## What this task involves
Count the lines below that contain the string "swallow", where case counts, and reply with the number alone.

## The records

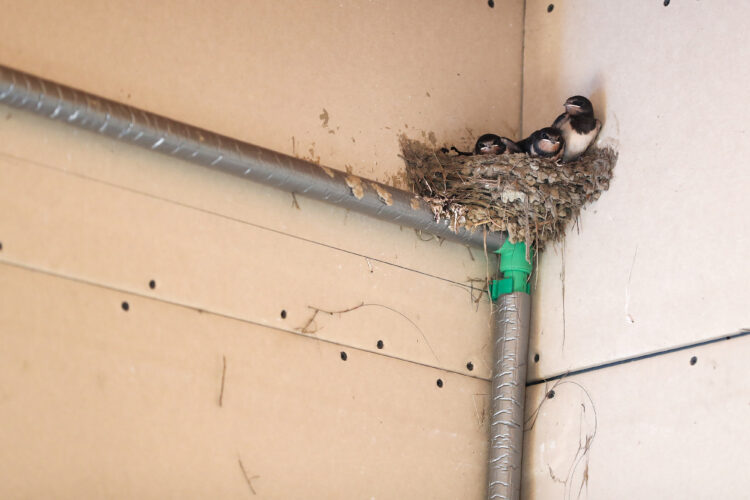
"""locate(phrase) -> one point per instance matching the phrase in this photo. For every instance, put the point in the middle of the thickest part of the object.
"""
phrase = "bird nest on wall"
(532, 199)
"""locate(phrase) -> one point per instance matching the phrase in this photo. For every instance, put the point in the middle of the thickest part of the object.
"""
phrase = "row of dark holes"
(469, 366)
(551, 6)
(380, 344)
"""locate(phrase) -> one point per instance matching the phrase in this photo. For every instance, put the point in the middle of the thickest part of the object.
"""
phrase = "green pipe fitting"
(515, 268)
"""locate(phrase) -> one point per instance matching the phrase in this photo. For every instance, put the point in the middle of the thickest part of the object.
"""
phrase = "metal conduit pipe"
(511, 340)
(163, 135)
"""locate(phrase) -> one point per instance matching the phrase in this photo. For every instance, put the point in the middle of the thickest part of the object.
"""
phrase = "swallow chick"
(544, 143)
(578, 126)
(490, 144)
(496, 145)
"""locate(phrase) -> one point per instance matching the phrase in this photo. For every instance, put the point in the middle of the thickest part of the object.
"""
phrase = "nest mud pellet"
(532, 199)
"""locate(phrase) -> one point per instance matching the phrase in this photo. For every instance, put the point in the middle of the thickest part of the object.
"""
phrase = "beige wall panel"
(27, 137)
(107, 235)
(657, 428)
(101, 403)
(335, 80)
(661, 259)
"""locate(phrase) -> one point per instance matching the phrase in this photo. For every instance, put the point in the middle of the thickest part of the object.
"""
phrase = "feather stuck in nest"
(533, 199)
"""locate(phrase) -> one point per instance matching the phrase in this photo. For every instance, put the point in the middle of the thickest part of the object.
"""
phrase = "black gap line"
(723, 338)
(84, 281)
(226, 217)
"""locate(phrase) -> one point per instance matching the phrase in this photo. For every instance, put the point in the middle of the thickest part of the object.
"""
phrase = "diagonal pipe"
(201, 147)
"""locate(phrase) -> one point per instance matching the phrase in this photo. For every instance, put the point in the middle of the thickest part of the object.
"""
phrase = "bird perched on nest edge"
(544, 143)
(578, 126)
(489, 144)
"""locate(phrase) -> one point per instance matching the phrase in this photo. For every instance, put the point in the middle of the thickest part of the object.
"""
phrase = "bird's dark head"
(549, 139)
(489, 144)
(578, 105)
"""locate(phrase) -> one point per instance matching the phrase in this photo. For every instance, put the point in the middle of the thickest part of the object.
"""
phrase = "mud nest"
(532, 199)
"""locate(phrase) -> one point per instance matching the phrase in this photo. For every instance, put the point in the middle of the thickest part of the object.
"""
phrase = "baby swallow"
(491, 144)
(496, 145)
(578, 126)
(545, 143)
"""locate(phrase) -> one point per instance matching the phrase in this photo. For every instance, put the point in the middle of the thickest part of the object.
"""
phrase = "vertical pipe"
(511, 338)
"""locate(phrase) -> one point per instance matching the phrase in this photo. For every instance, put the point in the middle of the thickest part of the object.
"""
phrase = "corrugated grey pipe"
(511, 336)
(208, 149)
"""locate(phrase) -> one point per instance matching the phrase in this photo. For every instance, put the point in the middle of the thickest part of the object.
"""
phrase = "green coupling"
(515, 269)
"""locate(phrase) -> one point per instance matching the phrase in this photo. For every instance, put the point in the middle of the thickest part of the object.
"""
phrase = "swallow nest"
(532, 199)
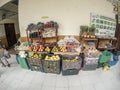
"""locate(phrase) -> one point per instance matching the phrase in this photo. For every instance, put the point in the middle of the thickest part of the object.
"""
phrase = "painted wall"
(14, 20)
(69, 14)
(2, 2)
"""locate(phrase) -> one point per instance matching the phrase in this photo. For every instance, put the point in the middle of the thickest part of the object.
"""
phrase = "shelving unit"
(86, 40)
(107, 43)
(34, 35)
(50, 33)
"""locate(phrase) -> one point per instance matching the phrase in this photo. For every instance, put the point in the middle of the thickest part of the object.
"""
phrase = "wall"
(69, 14)
(14, 20)
(2, 2)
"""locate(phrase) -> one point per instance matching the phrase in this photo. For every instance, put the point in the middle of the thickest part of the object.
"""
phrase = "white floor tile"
(62, 81)
(48, 88)
(88, 87)
(59, 88)
(75, 88)
(49, 81)
(16, 78)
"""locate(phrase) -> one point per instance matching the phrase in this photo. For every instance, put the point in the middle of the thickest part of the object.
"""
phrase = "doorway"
(10, 34)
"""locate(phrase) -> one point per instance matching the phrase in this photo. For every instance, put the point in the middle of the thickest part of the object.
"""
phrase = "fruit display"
(52, 57)
(51, 63)
(87, 32)
(36, 48)
(47, 49)
(34, 55)
(63, 49)
(71, 62)
(34, 59)
(41, 48)
(54, 49)
(68, 44)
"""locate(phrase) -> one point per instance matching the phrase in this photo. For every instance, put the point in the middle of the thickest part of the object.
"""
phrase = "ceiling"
(9, 9)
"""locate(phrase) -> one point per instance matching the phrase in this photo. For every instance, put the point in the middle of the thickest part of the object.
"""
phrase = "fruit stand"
(67, 55)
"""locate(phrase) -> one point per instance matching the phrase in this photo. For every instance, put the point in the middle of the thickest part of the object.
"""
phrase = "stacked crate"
(52, 63)
(71, 64)
(35, 63)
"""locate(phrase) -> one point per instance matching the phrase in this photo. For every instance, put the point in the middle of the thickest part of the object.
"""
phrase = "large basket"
(105, 57)
(1, 52)
(71, 62)
(23, 62)
(52, 66)
(35, 64)
(70, 72)
(90, 63)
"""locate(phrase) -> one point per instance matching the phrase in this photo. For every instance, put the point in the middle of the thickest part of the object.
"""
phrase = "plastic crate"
(52, 66)
(70, 72)
(112, 63)
(115, 60)
(69, 62)
(90, 63)
(35, 68)
(105, 57)
(89, 67)
(17, 57)
(33, 61)
(23, 62)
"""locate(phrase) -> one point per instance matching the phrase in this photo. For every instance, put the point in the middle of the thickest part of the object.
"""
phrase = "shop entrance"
(10, 34)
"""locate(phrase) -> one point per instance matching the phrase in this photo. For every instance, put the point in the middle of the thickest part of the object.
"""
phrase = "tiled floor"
(16, 78)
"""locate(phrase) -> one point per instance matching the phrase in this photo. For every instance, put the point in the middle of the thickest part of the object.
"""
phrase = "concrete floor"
(16, 78)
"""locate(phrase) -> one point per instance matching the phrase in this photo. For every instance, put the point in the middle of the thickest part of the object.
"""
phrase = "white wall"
(2, 2)
(69, 14)
(14, 20)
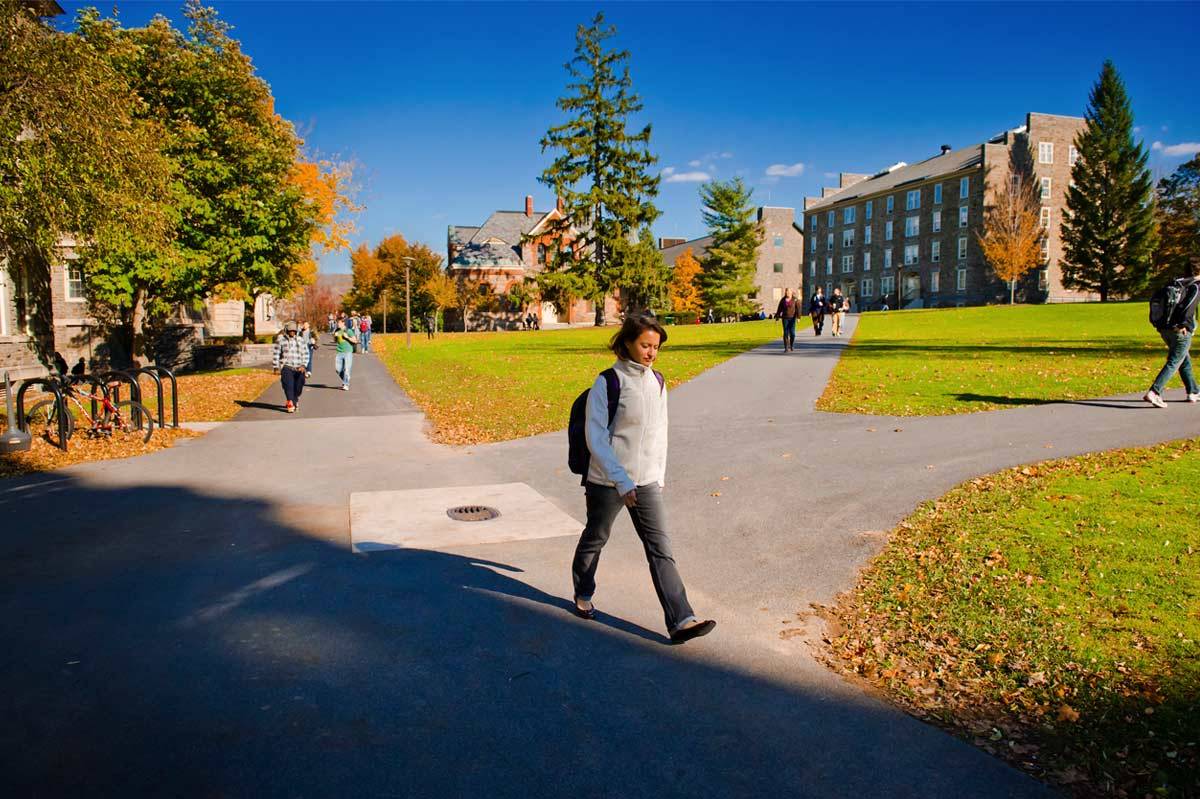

## Written answer
3